*Try it*.
Find the line in the entries below that contains "Show me the harness". Repeat it exactly, and every line after it through the line that contains "Show me the dog's snout in the picture above.".

** Data listing follows **

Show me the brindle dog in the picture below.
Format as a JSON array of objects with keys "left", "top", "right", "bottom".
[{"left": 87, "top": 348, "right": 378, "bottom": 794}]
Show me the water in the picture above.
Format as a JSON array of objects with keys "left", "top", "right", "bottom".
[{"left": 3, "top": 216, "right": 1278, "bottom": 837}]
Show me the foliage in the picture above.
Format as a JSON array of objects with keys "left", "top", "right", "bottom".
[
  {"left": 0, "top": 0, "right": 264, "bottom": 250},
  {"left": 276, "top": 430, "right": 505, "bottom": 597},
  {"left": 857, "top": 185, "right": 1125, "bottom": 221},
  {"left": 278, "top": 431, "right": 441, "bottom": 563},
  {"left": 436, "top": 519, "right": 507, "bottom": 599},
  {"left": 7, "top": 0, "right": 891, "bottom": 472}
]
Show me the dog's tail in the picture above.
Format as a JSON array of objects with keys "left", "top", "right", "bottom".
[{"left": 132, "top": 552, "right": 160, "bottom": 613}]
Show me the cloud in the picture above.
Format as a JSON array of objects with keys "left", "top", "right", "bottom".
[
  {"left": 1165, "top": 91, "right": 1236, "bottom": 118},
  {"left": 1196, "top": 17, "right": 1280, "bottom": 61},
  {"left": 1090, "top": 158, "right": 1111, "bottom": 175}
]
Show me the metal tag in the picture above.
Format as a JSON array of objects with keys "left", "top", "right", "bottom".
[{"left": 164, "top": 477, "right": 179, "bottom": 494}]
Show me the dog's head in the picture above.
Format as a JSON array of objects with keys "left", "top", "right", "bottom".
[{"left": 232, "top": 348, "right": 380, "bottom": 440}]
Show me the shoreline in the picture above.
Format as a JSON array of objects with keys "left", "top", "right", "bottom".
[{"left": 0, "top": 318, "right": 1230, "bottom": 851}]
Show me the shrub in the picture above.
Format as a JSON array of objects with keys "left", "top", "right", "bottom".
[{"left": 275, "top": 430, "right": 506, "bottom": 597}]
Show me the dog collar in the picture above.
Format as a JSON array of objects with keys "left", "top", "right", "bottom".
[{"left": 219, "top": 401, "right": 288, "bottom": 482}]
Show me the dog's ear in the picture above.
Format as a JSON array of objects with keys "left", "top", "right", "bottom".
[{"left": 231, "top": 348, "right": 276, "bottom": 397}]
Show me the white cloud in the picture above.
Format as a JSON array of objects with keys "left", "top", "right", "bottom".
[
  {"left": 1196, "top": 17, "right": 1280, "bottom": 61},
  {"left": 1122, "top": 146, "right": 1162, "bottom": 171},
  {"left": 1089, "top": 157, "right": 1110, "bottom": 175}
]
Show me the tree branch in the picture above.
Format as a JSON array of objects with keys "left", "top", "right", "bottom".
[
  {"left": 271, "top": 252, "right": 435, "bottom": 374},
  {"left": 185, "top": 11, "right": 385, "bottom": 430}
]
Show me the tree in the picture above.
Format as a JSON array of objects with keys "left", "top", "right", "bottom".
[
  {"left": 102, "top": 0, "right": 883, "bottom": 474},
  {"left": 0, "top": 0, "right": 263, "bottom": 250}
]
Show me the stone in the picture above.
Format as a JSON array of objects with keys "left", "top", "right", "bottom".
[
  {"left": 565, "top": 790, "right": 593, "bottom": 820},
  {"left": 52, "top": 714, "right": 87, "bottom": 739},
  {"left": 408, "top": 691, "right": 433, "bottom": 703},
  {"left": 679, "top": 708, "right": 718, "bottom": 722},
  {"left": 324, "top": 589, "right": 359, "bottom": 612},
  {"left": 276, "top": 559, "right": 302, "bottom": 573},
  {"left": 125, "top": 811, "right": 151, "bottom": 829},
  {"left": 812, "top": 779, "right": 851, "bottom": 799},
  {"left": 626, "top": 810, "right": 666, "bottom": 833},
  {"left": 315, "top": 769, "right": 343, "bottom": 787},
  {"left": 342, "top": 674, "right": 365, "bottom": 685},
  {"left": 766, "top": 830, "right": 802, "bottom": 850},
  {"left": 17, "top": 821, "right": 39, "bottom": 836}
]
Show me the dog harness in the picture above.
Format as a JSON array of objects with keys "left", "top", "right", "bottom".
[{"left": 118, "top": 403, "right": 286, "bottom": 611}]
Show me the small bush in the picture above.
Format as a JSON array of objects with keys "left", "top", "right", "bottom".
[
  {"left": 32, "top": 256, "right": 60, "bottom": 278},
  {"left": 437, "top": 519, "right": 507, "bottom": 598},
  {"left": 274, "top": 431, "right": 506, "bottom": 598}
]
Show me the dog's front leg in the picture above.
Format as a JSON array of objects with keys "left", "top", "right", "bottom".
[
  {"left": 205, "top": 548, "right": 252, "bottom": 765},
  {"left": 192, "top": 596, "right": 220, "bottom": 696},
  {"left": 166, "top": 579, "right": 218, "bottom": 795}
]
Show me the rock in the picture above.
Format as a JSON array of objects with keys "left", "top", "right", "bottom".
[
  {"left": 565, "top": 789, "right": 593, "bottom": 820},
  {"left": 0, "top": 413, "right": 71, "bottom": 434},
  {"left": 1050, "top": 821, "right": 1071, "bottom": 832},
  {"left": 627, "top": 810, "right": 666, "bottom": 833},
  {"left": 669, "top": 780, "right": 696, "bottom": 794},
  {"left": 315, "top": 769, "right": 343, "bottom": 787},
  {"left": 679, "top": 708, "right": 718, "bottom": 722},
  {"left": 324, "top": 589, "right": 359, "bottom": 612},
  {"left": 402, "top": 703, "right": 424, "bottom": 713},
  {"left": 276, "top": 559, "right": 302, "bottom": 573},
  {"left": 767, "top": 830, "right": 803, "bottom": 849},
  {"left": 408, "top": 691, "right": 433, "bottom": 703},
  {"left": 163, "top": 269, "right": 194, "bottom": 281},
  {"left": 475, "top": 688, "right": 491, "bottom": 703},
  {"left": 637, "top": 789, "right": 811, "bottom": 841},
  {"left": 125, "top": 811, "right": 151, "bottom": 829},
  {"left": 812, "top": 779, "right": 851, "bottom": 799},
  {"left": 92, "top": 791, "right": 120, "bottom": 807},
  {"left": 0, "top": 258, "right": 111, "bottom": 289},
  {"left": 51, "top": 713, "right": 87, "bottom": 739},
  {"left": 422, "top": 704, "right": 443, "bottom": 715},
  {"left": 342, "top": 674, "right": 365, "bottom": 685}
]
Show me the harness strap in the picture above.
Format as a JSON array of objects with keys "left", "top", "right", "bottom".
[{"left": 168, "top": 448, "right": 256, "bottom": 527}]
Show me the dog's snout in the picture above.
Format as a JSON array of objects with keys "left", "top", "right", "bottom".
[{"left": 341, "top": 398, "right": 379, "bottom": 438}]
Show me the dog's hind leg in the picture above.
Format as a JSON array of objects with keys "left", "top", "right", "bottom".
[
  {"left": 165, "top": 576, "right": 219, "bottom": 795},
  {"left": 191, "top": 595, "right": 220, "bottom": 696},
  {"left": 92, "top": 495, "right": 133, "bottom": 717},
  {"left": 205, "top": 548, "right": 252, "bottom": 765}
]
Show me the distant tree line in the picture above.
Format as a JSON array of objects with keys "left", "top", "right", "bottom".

** End of Data listing **

*Written response*.
Show me the harness strap in the picture above.
Format as a JSON array of objects with keys "left", "top", "right", "bottom".
[{"left": 168, "top": 448, "right": 256, "bottom": 527}]
Show me the dog's snout in the picture above.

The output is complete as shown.